§ 本文
####
いい加減に日本酒も回ってきた頃、彼、エヌ-くんがボソッと呟いた。

 

「外されちゃったよ...!」

 

え?なんで、お前の会社、役職定年は55歳じゃん。あと5年は行けるだろう。

 

「いや、そうなんだけどさ....」

 

エヌ-くんが部長を務める企画開発部は社長直属で特殊な客先を担当していたのだが、数ヶ月前に、社長が彼を呼び出し、彼の企画開発部を発展的に解消して、営業部に吸収する計画を話してきたのだという。

 

それでお前はどうなるの?

 

「うん、営業部長は執行役員兼務の部長だったんだ。おれが営業部に移ったら、その部長兼務の役員は兼務から外れる。それで、おれを営業部長にするって言われたんだ。だからなんの反対もなしに組織改編に同意したんだ」

 

それがどうして「外された」になるんだ?

 

「組織改編が経営会議で承認されて、2週間ぐらいしてから、異動の内示が出たんだ。びっくりだよ。営業部長のはずが、『社長付部長』だって。部下なしの窓際部長だよ。
####
§ 課題 1
本文を読んで、次の問いに答えてください。
(a) 話し手によると、エヌ-くんの会社の役職定年は何歳ですか。
(b) エヌ-くんが部長を務めている部署の名前は何ですか。
(c) 異動の内示で、エヌ-くんに示された役職は何でしたか。
§ 課題 2
本文の「エヌ-くんが部長を務める企画」から「しに組織改編に同意したんだ」」までを、最後の言葉も含めてそのまま書き写してください。
####
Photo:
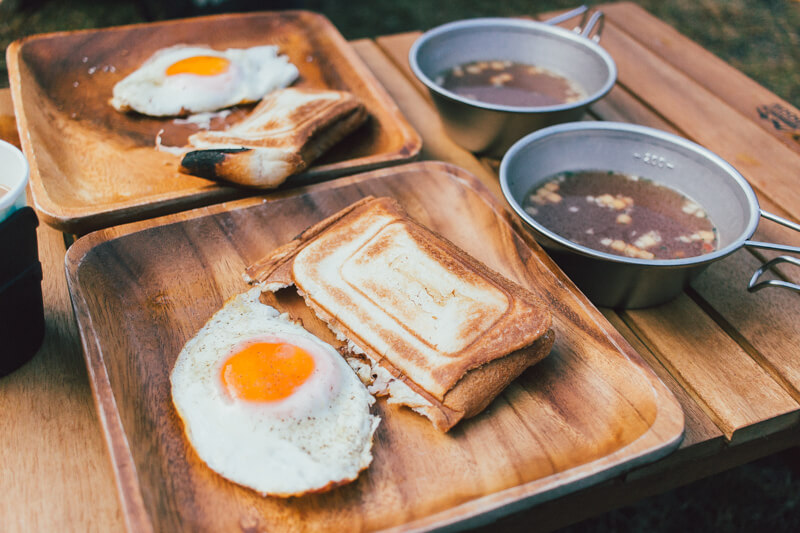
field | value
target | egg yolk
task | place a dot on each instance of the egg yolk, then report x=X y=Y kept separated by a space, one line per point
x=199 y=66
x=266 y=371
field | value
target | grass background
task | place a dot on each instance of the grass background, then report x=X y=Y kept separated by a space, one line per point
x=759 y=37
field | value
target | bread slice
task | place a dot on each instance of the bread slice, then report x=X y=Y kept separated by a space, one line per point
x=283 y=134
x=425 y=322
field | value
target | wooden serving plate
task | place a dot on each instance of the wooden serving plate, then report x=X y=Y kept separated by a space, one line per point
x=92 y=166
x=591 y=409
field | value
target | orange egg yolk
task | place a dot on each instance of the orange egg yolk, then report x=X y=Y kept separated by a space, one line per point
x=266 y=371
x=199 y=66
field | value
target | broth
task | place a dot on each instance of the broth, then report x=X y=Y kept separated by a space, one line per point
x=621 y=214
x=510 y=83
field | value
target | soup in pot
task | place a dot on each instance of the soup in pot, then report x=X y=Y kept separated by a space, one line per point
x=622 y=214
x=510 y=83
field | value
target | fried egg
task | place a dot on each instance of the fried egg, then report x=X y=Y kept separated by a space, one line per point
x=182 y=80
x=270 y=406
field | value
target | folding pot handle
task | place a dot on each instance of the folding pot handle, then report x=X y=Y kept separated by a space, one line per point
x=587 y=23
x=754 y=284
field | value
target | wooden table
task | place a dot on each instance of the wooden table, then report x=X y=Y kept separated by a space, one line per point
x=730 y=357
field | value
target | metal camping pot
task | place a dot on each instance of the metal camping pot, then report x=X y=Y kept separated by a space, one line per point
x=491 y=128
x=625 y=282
####
§ 回答 1
(a) 55歳
(b) 企画開発部
(c) 社長付部長

§ 回答 2
エヌ-くんが部長を務める企画開発部は社長直属で特殊な客先を担当していたのだが、数ヶ月前に、社長が彼を呼び出し、彼の企画開発部を発展的に解消して、営業部に吸収する計画を話してきたのだという。

 

それでお前はどうなるの?

 

「うん、営業部長は執行役員兼務の部長だったんだ。おれが営業部に移ったら、その部長兼務の役員は兼務から外れる。それで、おれを営業部長にするって言われたんだ。だからなんの反対もなしに組織改編に同意したんだ」